-- What the task requires --
List the complications of diabetes named in the passage below on fibroblast viability in glucose.

*** Exercise passage ***

Appraisal of fibroblast viability in different concentration of glucose as mimicry diabetic condition
Archives of Advances in Biosciences,
Vol. 2 No. 4 (2011),
21 Azar 2011
Diabetes mellitus is a common name for a group of diseases of a much diversified etiopathogenesis, characterized by chronically increased concentration of blood glucose. Diabetes results from alterations of various genes, each having a partial and additive effect. The inheritance pattern is thus complex, and environmental factors play an important role in favoring or delaying the expression of the disease. Diabetes can cause devastating complications, including cardiovascular diseases, kidney failure, and blindness, leg and foot amputations, delay in wound healing, which often result in disability and death. Fibroblast cells play a critical role in wound healing. They are the most common cells of connective tissue in animals. Tissue damage stimulates fibrocystic and induces the mitosis of fibroblasts. Wound healing processes in diabetic patients are so longer and sometimes cause to cut damaged tissue.

*** End of Exercise passage ***
*** Data extracts ***

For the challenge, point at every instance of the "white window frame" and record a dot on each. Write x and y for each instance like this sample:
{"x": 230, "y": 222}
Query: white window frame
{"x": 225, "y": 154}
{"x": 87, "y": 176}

*** End of Data extracts ***

-- Task response --
Cardiovascular diseases, kidney failure, blindness, leg and foot amputations, and delay in wound healing.